» **TEXT BLOCK**
= = = = =
Newbigin and his wife spent more than 30 years as cross-cultural missionaries in India. He then spent the last decades of his life writing arguably his most important works. He desperately wanted the Church to rise to the challenge that had hit him on his ‘retirement’ bus journey from Madras to Birmingham – the West was as much in need of the gospel as the rest of the world.

He explained this revelation in a seminal article in the Princeton Seminary Review: “While in great areas of Asia and Africa the Church is growing, often growing rapidly, in the lands which were once called Christendom it is in decline. Surely there can be no more crucial question for the world mission of the Church…Can there be an effective missionary encounter with this culture?”

Newbigin’s answer is a resounding “Yes”. In his book Sin and Salvation (Wipf and Stock), he explains how the grand sweep of the Bible points to the gospel’s message as a four-dimensional reconciliation with God, neighbours, the environment and ourselves.
= = = = =
» **DATA SECTION**

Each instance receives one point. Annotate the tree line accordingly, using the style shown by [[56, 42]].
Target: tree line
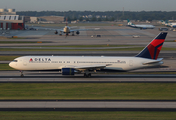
= = = = =
» **DIRECTIONS**
(1) In the passage on Newbigin, rewrite the paragraph beginning "Newbigin and his wife spent" as a short bulleted list that keeps its main facts.
(2) Pick up the passage on Newbigin after its final sentence and continue it.
The data was taken from a separate source.

» **RESPONSES IN ORDER**
(1)
- Newbigin and his wife were cross-cultural missionaries in India for over 30 years.
- In his last decades he wrote what are arguably his most important works.
- On his "retirement" bus journey from Madras to Birmingham, he realized the West needed the gospel as much as the rest of the world did.
- He badly wanted the Church to meet that challenge.

(2)
His theology has led me to try to help the Church go where transformation is needed most, for example by supporting vulnerable children, migrants and asylum seekers. There, I have witnessed the salience of Newbigin’s theology – as the Church welcomes those on the margins, the proclamation of the good news is shown to be authentic and dynamic.

Dr Krish Kandiah OBE is the founding director of the Sanctuary Foundation



Michelangelo Merisi da Caravaggio (1571-1610) is known for creating some of the most profound works of Christian art while, at the same time, pioneering a new way of seeing the world. 

His work would shift the visual trajectory of Western art but Caravaggio was known as much for his carnality as his creativity. He was eventually exiled from Rome as a murderer and died at 38 trying to return. However, it seems that, from this complexity, he was able to visualise truths that we often miss.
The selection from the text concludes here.